## Records
============================================================

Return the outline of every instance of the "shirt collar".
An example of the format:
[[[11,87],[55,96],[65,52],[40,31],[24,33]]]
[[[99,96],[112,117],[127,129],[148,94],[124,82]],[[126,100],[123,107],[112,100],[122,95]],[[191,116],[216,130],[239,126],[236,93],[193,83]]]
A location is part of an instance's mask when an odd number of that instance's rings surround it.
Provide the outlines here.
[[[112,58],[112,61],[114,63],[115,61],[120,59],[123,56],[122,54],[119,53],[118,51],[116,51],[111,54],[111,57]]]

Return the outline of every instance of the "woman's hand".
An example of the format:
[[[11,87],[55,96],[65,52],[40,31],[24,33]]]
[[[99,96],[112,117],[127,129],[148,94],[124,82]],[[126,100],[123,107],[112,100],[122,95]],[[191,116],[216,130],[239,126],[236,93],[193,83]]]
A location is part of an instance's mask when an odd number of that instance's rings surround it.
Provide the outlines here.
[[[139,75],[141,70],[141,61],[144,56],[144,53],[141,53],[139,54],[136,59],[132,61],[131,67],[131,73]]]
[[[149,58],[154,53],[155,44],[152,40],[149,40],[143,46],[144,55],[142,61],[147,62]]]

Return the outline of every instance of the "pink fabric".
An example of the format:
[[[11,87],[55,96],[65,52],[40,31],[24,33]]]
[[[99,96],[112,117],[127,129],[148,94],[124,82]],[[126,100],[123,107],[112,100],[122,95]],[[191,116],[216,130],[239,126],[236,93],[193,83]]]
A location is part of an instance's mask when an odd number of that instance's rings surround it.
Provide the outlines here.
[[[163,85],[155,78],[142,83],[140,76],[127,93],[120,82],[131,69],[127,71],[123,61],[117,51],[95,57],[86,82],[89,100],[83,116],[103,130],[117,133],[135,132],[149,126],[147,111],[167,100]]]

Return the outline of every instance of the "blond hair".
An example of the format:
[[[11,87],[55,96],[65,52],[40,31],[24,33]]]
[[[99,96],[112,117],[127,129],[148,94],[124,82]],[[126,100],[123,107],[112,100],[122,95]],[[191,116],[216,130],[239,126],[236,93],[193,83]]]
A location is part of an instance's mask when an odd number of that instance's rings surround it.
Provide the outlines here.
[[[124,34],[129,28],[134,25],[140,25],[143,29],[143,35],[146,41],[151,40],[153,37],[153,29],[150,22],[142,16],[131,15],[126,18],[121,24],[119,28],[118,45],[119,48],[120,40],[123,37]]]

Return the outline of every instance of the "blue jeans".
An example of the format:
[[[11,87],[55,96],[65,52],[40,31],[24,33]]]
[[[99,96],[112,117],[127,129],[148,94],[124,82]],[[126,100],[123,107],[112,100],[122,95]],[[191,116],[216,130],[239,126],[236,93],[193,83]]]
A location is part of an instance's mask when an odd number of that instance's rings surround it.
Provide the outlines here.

============================================================

## Goal of the exercise
List each line of the items above that contains the word "Return". Case counts.

## The response
Return the outline of every instance of the "shirt collar".
Return the outline of every instance of the "woman's hand".
Return the outline of every instance of the "pink fabric".
Return the outline of every instance of the "blond hair".
Return the outline of every instance of the "blue jeans".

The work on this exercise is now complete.